- _What you are asked to do_
Repeat the rows below with "dragonfly wing" swapped for "insect wing" and everything else unchanged. Omit the pictures from your output.
# START OF Data shown
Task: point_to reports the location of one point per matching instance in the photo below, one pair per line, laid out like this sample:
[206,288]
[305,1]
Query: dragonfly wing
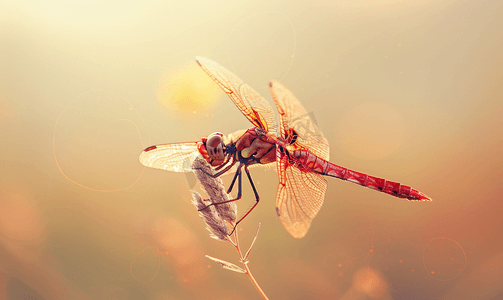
[292,115]
[171,157]
[249,102]
[299,198]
# END OF Data shown
- _Written response_
Task: point_to reports the location of one point per matching instance in the photo below, one pair per line, laid out like this sample:
[206,288]
[305,1]
Query: insect wing
[292,115]
[171,157]
[249,102]
[299,198]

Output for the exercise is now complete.